A complete answer lists every line of the entries below where the string "door" appears.
[GIVEN RECORDS]
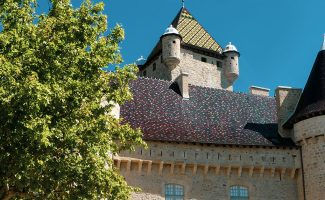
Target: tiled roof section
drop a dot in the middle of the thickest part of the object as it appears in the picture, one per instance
(312, 100)
(193, 33)
(209, 116)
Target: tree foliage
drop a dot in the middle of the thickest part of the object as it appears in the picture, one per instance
(56, 138)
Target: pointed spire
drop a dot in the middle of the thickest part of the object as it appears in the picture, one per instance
(323, 46)
(312, 100)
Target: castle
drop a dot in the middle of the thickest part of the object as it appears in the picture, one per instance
(207, 142)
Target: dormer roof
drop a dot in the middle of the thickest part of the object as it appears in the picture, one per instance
(312, 100)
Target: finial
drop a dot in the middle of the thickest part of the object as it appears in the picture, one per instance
(323, 47)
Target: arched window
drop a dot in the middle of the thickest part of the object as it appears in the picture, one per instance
(238, 193)
(174, 192)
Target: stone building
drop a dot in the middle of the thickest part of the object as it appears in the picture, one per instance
(206, 141)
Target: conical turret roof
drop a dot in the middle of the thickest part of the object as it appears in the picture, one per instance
(312, 100)
(193, 35)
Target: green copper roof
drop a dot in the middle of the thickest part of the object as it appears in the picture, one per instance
(193, 33)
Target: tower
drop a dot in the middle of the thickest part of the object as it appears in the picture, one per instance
(231, 62)
(171, 47)
(309, 131)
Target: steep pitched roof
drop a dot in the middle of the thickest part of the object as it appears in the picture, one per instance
(312, 100)
(193, 35)
(209, 116)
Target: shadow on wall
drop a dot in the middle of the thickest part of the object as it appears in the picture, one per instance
(270, 132)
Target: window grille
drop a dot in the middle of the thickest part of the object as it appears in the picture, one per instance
(174, 192)
(238, 193)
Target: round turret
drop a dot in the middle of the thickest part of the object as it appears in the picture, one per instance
(140, 61)
(231, 62)
(171, 47)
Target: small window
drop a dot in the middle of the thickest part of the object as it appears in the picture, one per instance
(219, 64)
(174, 192)
(238, 193)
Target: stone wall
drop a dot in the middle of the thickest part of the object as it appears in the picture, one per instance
(208, 172)
(206, 74)
(310, 135)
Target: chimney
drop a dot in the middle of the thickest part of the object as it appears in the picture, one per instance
(259, 91)
(286, 100)
(182, 81)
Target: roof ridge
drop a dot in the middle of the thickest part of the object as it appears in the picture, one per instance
(234, 92)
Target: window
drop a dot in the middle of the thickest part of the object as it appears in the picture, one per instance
(174, 192)
(219, 64)
(238, 193)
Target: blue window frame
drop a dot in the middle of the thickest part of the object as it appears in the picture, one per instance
(174, 192)
(238, 192)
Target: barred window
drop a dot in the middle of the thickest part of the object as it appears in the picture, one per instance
(238, 193)
(174, 192)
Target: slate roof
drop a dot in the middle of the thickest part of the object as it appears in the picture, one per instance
(312, 100)
(193, 35)
(209, 116)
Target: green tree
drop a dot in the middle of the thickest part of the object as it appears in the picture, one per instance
(56, 137)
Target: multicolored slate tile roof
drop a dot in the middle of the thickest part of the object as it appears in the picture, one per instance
(209, 116)
(193, 33)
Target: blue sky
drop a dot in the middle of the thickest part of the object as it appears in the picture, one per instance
(278, 39)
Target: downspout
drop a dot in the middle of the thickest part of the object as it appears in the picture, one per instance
(303, 172)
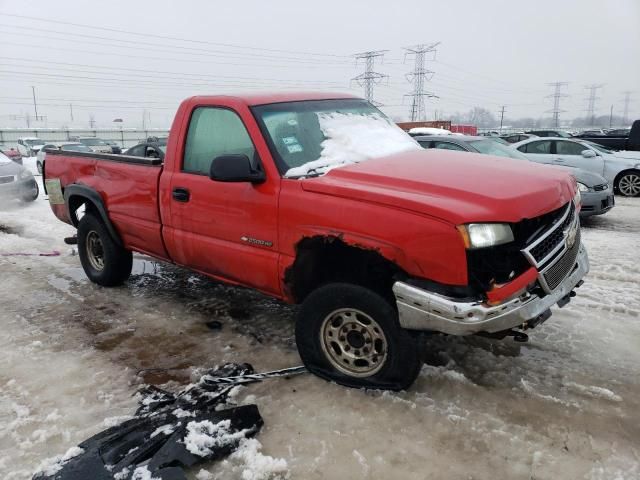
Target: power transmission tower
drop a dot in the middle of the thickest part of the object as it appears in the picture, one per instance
(557, 95)
(502, 116)
(591, 101)
(627, 101)
(418, 77)
(369, 78)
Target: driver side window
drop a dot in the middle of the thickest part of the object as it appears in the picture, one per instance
(448, 146)
(214, 132)
(539, 147)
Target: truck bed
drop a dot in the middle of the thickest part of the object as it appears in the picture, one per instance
(128, 187)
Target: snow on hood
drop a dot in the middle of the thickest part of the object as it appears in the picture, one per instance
(352, 138)
(627, 155)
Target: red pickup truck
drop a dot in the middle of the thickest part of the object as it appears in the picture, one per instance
(321, 200)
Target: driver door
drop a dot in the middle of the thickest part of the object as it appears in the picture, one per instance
(224, 229)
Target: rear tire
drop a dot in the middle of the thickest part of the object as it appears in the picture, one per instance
(349, 334)
(31, 196)
(103, 260)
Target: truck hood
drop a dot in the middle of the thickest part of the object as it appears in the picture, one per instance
(457, 187)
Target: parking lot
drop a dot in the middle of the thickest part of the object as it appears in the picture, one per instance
(563, 405)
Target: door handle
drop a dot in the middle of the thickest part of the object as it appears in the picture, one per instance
(181, 194)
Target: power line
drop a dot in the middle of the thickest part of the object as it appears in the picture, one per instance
(181, 50)
(557, 95)
(418, 77)
(109, 69)
(167, 37)
(591, 101)
(369, 78)
(172, 59)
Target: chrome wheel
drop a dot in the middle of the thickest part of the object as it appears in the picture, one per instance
(353, 342)
(629, 185)
(95, 250)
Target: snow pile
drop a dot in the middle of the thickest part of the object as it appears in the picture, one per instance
(53, 465)
(142, 473)
(250, 464)
(203, 436)
(352, 138)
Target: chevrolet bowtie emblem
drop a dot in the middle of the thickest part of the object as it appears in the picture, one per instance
(570, 235)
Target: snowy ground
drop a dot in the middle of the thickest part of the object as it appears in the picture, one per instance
(564, 406)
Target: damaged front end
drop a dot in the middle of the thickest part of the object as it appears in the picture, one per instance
(520, 281)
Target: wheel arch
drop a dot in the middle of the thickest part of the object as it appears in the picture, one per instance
(76, 195)
(321, 259)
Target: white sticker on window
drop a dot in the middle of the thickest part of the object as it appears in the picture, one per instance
(296, 148)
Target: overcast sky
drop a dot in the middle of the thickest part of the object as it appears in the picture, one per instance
(491, 53)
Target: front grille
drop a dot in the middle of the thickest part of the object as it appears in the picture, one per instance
(553, 240)
(554, 274)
[/GIVEN RECORDS]
» TASK OUTPUT
Target: driver door
Target: door handle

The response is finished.